▸ Exercise
Pull out each line of the material below that contains the string "pumpkin", and copy those lines unchanged. Matches are case-sensitive.

[Excerpts from point annotation data]

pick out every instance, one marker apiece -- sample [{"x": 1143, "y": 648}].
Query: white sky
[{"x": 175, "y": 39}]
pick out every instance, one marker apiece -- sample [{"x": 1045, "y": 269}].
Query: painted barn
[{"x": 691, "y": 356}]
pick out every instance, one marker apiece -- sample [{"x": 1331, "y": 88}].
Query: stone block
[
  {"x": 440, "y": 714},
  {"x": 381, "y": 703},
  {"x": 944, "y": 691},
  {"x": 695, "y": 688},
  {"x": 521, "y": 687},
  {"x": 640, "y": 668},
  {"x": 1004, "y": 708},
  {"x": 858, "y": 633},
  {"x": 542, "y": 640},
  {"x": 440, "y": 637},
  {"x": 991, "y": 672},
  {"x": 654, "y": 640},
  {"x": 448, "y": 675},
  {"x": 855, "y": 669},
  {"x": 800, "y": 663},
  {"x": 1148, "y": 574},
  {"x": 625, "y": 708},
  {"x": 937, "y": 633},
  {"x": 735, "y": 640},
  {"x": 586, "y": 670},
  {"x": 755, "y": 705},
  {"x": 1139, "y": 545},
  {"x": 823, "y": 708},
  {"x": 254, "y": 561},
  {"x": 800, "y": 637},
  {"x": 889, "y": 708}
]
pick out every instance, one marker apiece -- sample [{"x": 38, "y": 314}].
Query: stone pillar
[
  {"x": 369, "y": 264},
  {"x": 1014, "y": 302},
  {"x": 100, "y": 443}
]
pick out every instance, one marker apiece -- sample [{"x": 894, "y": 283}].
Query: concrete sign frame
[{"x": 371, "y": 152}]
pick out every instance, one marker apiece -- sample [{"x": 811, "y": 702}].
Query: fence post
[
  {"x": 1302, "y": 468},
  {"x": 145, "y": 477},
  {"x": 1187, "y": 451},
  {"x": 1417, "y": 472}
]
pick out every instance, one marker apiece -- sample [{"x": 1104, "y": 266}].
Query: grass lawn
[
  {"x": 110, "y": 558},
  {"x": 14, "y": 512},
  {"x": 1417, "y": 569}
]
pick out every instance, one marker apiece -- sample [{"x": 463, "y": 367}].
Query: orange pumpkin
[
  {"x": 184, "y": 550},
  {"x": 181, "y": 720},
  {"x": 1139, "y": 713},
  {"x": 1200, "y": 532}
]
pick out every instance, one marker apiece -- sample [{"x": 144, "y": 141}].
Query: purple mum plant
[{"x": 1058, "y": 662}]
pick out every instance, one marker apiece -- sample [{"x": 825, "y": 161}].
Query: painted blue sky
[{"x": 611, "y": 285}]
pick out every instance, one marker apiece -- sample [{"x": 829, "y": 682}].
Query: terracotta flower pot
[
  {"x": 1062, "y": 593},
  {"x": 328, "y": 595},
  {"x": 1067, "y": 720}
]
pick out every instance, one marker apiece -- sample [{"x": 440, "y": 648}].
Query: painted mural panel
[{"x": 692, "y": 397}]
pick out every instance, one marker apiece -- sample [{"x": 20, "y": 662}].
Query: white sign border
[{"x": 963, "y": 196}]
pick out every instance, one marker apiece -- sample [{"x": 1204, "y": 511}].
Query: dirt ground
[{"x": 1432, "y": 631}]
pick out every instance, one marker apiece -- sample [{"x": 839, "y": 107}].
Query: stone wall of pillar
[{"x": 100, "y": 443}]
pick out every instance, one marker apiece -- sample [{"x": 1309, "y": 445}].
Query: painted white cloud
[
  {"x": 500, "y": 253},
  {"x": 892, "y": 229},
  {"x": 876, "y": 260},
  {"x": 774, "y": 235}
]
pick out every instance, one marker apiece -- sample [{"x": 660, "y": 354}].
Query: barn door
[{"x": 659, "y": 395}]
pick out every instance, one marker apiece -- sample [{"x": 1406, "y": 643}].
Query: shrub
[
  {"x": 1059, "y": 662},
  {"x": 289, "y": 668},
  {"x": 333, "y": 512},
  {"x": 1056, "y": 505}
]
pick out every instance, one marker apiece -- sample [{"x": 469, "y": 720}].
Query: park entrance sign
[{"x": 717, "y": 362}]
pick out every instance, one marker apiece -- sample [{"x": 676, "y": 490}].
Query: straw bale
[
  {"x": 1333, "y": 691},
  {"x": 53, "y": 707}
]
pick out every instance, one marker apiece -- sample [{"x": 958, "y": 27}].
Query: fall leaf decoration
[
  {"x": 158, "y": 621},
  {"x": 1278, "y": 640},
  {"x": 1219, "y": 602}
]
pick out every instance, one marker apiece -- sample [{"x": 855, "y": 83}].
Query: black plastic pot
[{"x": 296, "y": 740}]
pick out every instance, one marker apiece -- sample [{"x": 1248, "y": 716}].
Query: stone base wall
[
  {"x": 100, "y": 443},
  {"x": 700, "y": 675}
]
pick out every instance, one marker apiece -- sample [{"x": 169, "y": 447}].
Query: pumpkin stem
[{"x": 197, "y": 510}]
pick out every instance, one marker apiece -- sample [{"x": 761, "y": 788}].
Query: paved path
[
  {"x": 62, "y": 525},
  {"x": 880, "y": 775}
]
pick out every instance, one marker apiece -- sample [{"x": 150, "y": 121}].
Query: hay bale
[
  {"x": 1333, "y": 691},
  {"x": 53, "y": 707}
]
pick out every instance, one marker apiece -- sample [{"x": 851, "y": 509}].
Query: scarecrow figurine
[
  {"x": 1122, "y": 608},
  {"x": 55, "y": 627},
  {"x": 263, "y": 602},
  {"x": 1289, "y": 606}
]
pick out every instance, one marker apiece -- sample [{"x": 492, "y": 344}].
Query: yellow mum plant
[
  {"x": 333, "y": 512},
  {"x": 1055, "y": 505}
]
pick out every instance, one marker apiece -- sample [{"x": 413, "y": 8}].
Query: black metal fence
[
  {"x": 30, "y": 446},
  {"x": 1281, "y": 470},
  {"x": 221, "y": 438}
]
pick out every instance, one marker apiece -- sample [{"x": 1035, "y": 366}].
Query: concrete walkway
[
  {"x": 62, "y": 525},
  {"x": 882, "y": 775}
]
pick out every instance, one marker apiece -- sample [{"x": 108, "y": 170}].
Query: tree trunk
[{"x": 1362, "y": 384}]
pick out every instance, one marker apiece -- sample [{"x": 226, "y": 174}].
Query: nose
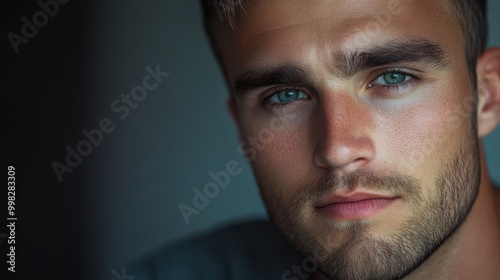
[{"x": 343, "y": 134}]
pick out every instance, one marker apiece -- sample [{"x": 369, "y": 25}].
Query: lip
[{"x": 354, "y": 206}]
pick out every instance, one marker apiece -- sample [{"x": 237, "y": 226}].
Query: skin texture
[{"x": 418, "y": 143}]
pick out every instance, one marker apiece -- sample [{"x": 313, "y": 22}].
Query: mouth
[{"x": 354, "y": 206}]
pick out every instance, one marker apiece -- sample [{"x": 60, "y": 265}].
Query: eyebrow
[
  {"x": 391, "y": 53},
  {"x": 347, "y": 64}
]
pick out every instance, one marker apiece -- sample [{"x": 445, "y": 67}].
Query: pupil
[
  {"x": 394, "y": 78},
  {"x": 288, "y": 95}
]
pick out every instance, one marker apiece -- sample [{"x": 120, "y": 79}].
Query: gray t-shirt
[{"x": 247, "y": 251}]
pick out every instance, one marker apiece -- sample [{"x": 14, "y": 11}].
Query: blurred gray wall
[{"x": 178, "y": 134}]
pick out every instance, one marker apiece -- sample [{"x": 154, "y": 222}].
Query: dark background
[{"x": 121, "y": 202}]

---

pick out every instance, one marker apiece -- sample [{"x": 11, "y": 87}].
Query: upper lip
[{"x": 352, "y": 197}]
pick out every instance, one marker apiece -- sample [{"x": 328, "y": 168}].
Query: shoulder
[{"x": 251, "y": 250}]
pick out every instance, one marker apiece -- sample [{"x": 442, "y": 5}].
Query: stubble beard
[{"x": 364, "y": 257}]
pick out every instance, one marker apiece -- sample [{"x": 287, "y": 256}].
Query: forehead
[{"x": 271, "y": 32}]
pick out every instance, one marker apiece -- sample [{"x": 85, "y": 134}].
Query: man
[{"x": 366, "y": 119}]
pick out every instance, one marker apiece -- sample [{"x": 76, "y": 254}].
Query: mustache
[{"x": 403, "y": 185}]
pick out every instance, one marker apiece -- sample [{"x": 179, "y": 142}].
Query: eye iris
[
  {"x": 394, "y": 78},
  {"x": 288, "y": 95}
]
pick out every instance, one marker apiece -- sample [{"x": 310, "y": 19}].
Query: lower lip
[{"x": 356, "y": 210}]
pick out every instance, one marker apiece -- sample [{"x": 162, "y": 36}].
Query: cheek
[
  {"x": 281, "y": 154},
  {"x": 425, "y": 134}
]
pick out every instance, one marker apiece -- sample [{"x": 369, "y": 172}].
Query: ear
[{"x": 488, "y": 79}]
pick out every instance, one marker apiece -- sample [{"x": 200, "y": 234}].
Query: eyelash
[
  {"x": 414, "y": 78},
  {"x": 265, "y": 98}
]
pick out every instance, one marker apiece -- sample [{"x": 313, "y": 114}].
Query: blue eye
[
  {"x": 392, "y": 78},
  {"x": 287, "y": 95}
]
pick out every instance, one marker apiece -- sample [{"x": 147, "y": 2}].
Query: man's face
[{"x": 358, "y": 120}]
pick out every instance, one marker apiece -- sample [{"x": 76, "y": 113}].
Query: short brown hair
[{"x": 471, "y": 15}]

▸ Full output
Query: orange pumpkin
Query: pumpkin stem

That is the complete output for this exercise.